### [Required work]
Working from the records below, repeat exactly the lines starting at the line that contains "Where can you see the bar stool backrest" and ending at the line that contains "Where can you see the helicopter", inclusive.

### [Input data]
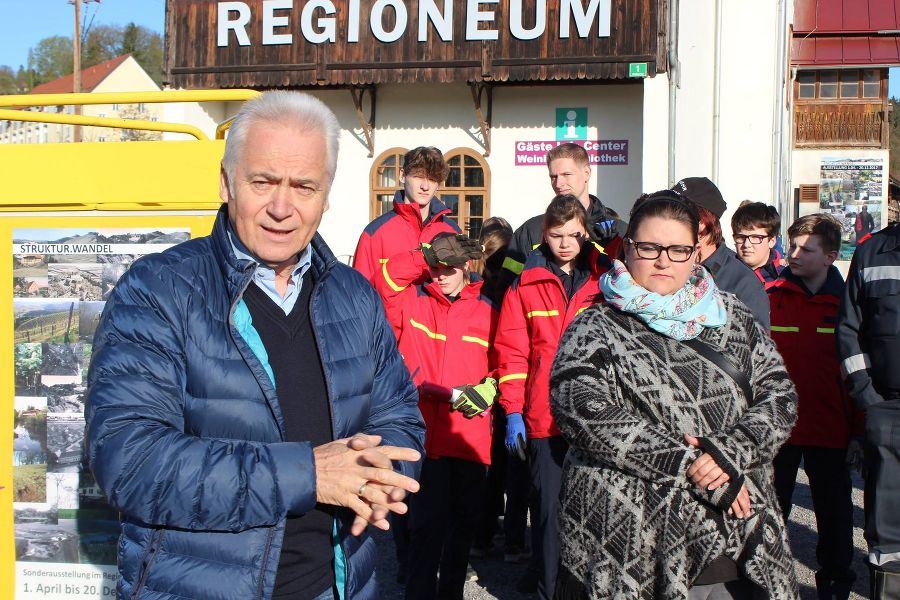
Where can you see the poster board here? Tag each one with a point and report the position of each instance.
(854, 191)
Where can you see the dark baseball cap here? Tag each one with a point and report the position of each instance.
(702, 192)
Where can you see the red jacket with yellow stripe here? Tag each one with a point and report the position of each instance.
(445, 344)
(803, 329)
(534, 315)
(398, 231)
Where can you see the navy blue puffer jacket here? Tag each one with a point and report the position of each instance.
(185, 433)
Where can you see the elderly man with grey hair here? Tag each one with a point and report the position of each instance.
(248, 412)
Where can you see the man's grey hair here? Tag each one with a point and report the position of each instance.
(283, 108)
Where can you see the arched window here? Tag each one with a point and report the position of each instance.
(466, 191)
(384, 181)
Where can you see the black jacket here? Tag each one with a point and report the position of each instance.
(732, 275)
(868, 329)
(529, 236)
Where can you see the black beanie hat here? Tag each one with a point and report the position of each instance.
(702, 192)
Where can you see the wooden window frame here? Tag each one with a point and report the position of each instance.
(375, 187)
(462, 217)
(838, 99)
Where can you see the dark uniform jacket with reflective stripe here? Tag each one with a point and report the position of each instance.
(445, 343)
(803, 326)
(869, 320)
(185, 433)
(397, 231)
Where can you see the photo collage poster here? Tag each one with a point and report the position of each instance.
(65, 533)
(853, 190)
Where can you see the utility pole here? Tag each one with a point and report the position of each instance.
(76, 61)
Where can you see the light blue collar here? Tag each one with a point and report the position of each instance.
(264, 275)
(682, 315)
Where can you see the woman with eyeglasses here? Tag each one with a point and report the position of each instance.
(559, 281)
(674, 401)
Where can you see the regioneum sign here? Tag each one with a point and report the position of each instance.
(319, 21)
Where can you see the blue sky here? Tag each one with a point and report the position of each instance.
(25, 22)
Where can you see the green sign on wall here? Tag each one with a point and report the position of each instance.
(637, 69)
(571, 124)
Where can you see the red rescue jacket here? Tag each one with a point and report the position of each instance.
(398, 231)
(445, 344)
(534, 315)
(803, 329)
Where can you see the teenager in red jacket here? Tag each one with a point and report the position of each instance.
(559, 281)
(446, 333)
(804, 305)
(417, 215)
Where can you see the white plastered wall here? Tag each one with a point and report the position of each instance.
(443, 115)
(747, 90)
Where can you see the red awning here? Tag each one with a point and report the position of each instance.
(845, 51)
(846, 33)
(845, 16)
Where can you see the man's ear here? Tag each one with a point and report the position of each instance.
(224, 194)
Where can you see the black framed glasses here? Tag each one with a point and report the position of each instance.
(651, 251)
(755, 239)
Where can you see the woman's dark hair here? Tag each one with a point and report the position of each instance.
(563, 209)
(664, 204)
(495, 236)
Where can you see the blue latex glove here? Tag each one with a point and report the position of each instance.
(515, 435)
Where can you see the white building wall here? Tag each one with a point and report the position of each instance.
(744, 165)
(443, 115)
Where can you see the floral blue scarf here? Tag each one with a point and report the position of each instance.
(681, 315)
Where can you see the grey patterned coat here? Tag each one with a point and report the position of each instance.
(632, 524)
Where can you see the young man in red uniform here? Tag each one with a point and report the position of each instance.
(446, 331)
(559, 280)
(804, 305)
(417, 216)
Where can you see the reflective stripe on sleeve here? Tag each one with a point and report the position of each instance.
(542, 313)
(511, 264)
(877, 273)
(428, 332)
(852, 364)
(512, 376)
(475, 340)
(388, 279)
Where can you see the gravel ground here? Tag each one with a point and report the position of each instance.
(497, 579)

...

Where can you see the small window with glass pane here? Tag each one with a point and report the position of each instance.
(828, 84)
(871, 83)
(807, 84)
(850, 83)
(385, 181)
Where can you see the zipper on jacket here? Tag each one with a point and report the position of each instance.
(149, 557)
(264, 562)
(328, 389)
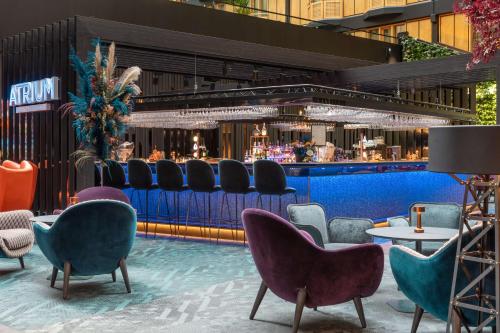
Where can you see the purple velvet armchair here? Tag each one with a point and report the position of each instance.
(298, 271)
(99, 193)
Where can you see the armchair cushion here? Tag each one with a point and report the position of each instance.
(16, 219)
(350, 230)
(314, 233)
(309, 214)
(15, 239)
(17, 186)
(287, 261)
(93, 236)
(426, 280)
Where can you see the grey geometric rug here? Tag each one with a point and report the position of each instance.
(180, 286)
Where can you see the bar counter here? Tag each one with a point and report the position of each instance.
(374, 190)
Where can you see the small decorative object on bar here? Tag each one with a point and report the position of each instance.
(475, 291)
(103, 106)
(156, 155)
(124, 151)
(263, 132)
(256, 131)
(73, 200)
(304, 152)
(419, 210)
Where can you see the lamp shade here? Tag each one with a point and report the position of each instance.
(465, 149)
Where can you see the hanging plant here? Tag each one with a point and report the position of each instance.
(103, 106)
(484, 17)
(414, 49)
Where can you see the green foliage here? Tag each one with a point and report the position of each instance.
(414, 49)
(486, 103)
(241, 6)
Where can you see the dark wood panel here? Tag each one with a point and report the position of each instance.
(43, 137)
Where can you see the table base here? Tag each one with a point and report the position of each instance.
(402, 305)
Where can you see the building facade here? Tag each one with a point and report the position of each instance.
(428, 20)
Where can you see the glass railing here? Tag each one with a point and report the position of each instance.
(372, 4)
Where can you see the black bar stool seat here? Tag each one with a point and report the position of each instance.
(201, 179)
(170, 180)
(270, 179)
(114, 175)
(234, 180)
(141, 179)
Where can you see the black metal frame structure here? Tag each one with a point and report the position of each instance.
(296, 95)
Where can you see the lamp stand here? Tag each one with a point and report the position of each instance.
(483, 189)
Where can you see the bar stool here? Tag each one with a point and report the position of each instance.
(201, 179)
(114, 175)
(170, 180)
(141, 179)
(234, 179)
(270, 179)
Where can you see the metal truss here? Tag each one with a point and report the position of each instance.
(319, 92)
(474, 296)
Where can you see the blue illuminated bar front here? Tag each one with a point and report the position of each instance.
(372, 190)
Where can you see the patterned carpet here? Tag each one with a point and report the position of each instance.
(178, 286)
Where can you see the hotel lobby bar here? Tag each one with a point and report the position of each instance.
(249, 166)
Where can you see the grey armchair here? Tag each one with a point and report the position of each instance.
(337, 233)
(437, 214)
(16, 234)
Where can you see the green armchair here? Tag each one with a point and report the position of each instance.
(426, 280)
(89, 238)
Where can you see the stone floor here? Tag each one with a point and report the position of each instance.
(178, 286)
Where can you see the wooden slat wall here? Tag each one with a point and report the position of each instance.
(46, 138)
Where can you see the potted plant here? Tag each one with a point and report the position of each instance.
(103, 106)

--

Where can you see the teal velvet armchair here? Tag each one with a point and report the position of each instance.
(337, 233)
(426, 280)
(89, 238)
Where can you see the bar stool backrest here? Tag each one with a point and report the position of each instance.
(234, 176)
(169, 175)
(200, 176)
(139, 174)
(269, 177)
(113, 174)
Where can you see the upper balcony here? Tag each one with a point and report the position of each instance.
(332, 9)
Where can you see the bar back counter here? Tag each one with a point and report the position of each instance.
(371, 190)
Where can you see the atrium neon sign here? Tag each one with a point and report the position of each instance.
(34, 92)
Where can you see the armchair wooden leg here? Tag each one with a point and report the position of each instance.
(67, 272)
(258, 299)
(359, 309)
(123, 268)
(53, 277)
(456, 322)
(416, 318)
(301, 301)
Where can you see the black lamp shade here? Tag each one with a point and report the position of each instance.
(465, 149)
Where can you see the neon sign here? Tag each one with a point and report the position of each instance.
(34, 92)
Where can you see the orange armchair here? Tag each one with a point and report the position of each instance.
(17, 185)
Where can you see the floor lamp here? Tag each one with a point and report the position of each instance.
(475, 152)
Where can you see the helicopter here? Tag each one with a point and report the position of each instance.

### [Answer space]
Where can you see the bar stool backrest here? Tag each one with a point and report the position of each instance.
(234, 176)
(169, 175)
(200, 176)
(139, 174)
(269, 177)
(113, 174)
Where can you see the upper balcony here? Tag each one with a point and report the position of each instance.
(332, 9)
Where can you see the bar back counter here? Tag each one with a point and report the position of each instance.
(371, 190)
Where can you see the atrium neon sign here? Tag each one with a point and report the position of each instance.
(34, 92)
Where can you see the armchair wooden leg here? Tag each one with a point and report the position of each instance.
(67, 272)
(258, 299)
(359, 309)
(123, 268)
(53, 277)
(456, 322)
(416, 318)
(301, 301)
Where can you see the black lamp shade here? Tag each one with a point and report the position of each instance.
(465, 149)
Where can you see the neon sign here? Tag each one with a point and report the position of each instance.
(34, 92)
Where can you see the orange armchair here? Tag each one with a point and report the position of each instance.
(17, 185)
Where can you see the floor lamp here? Tag each one with a point and report the position of each instance.
(475, 152)
Where can you see the helicopter here? Tag each one with a point and report the position of each instance.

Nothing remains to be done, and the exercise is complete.